• [DIRECTION A]: Using the article on the female leads of season seven, decide whether each statement agrees with the text: (i) By the end of season seven, Cersei sits on the Iron Throne. (ii) Daenerys's brother sold her in exchange for gold. (iii) Sansa was presented as the arrow-shooting tomboy. For each, answer yes or no and quote the deciding words.
Start of SOURCE EXTRACT
Season 7 has been exciting, erratic and utterly spectacular, but has it paid off the character development for its female leads?
September 6, 2017
13 mins read

WARNING: SPOILERS AHEAD.

 

In the first episode of the first season of “Game of Thrones,” Daenerys Targaryen was raped by her new husband, after being sold to said husband by her brother. Elsewhere in the series, Cersei Lannister was carrying on an incestuous affair with her twin brother. Meanwhile, the sisters Sansa and Arya Stark were being clearly contrasted: Sansa as the embroidery-loving, marriage-aspiring girly-girl; Arya as the wild, arrow-shooting tomboy.

By the end of season seven, Daenerys has become a conqueror, queen and hero at great personal cost, Cersei sits on the Iron Throne as she plots the deaths of her enemies and allies alike and Sansa and Arya have come to respect their differences and successfully defeated a threat to their family. Still, the way these characters have reached their current positions has been fraught with violence both sexual and physical, as well as the social challenges unique to women in a fantasy world based on the Middle Ages.

Daenerys

Daenerys Targaryen’s story opened with her in a subjugated, abusive situation on all sides. Her volatile brother sold her in exchange for an army, leading to Daenerys’ repeated rape at the hands of her new husband. This is obviously a tense position from which to start a character’s arc, but it also set Daenerys, or Dany, up for a story of self-discovery and empowerment. Unfortunately, part of this empowerment apparently involved Daenerys falling in love with her husband-slash-rapist.
End of SOURCE EXTRACT
Start of RECORD LIST
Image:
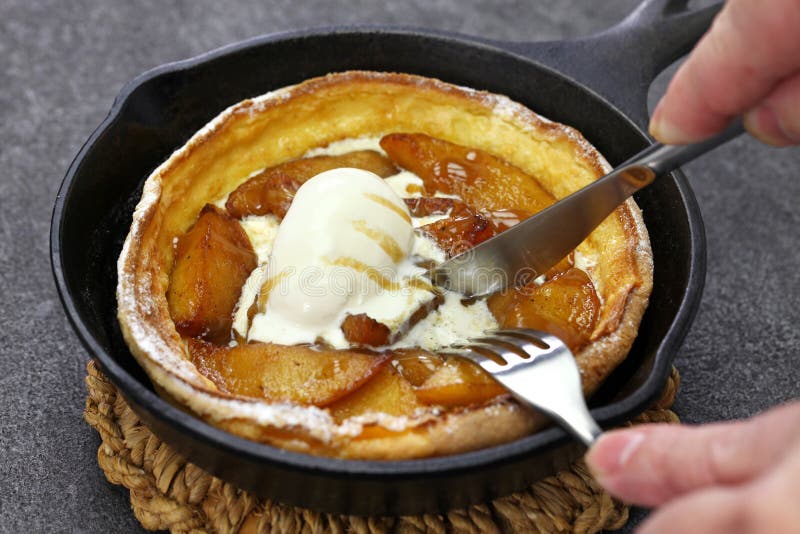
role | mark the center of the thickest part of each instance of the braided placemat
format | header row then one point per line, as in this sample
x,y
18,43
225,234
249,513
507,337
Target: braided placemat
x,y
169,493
End of RECORD LIST
Start of RECORD LIST
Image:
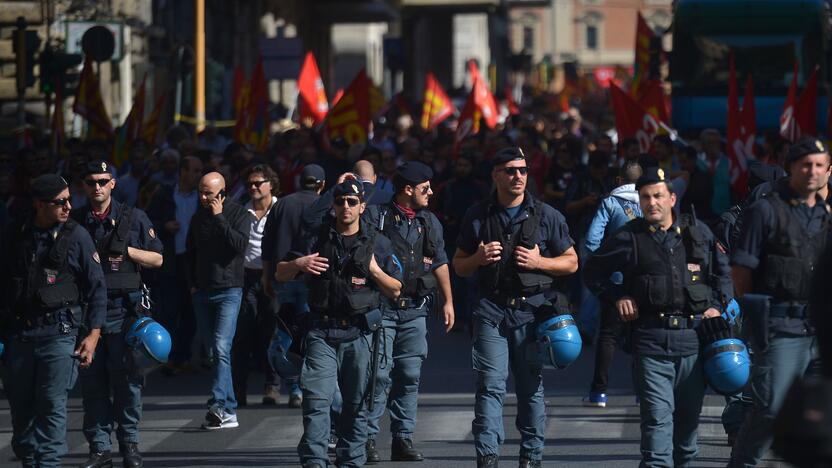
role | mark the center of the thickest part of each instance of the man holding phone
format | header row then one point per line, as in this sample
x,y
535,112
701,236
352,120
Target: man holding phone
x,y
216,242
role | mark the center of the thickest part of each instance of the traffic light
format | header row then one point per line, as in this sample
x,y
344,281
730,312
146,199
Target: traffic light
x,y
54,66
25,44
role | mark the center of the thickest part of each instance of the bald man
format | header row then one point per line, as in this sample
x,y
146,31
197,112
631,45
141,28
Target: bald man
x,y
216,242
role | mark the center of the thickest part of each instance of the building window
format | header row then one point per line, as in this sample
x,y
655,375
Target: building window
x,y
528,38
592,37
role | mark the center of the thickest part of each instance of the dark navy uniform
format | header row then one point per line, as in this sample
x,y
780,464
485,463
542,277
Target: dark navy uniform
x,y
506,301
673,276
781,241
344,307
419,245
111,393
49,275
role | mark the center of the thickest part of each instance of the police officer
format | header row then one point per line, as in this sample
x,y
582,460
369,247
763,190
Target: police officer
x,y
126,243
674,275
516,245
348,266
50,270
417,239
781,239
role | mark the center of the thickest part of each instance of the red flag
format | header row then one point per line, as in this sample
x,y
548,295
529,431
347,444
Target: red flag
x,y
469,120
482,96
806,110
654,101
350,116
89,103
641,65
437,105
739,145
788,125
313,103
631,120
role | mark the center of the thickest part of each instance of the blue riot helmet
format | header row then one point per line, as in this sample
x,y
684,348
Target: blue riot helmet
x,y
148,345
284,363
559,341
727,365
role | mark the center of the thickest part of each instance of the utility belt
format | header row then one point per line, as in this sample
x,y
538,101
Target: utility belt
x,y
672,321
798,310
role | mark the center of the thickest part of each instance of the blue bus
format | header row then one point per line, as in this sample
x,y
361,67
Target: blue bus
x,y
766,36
End of RECORD LIST
• [DIRECTION B]: Report every line of the rows that contains the string "light", matching case.

• [FULL ANSWER A]:
(i) Yes: "Cersei sits on the Iron Throne as she plots the deaths of her enemies and allies alike"
(ii) No: "Her volatile brother sold her in exchange for an army"
(iii) No: "Arya as the wild, arrow-shooting tomboy"

• [FULL ANSWER B]:
role | mark the center of the thickest part of each instance of the traffic light
Target: traffic light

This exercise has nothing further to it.